▸ Request:
Please return each line of the data below that contains the word "stone". Case counts.

▸ Material for this exercise:
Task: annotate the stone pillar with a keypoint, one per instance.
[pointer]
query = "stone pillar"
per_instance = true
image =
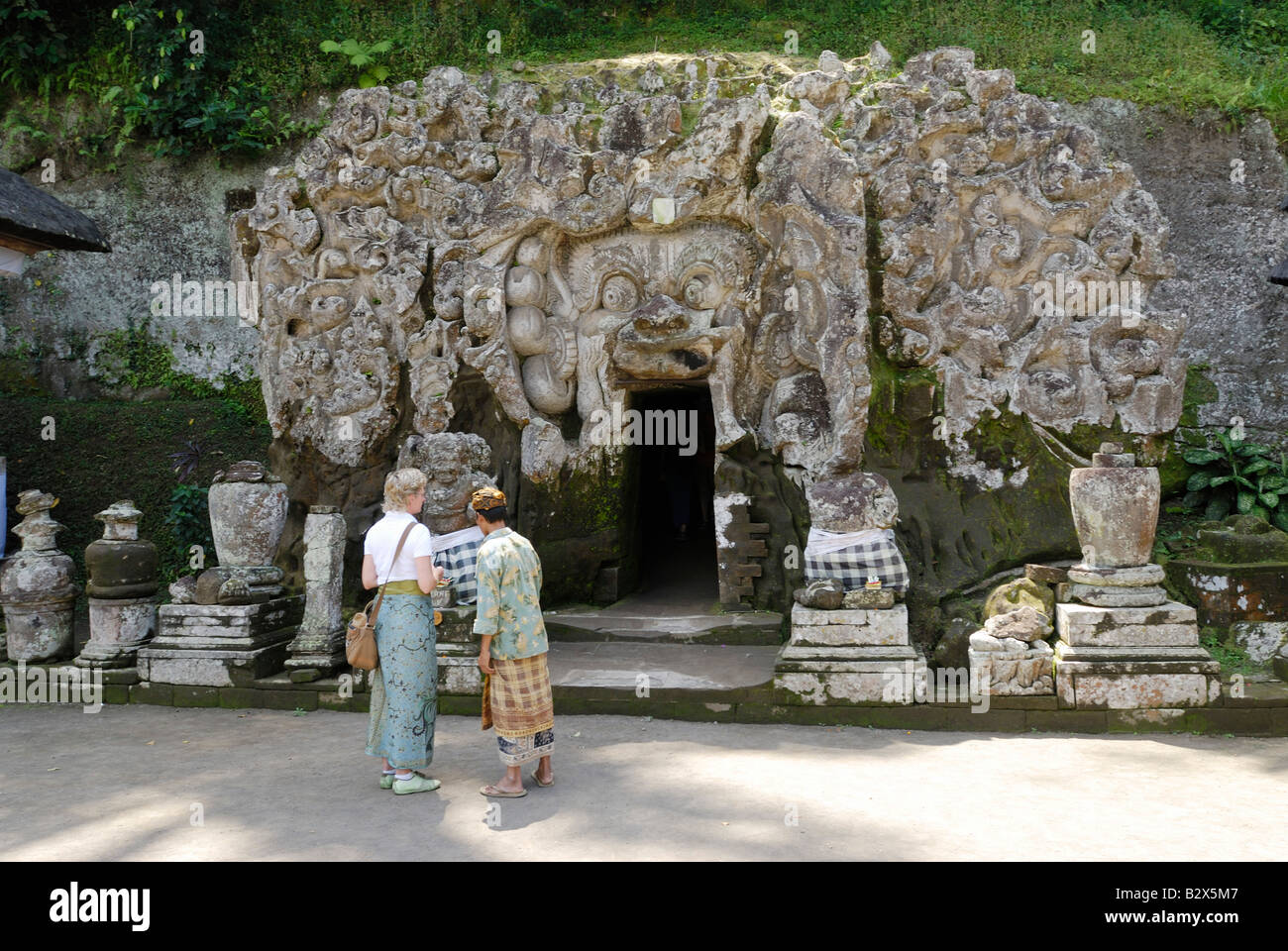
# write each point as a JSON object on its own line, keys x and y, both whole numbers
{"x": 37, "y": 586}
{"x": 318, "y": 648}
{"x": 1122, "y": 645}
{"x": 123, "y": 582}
--
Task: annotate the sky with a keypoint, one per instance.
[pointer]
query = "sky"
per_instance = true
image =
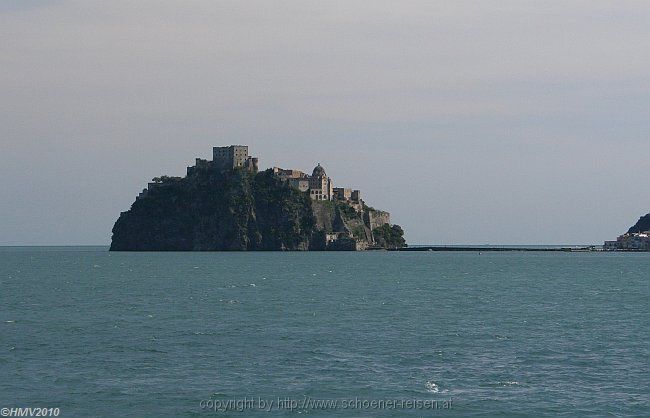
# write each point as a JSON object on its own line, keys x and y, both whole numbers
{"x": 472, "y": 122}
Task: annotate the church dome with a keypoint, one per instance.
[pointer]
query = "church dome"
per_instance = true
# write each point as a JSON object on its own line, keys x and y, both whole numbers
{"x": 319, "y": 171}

▸ Output for this exercise:
Task: annotate the stone pillar with a keypoint, one per instance.
query = "stone pillar"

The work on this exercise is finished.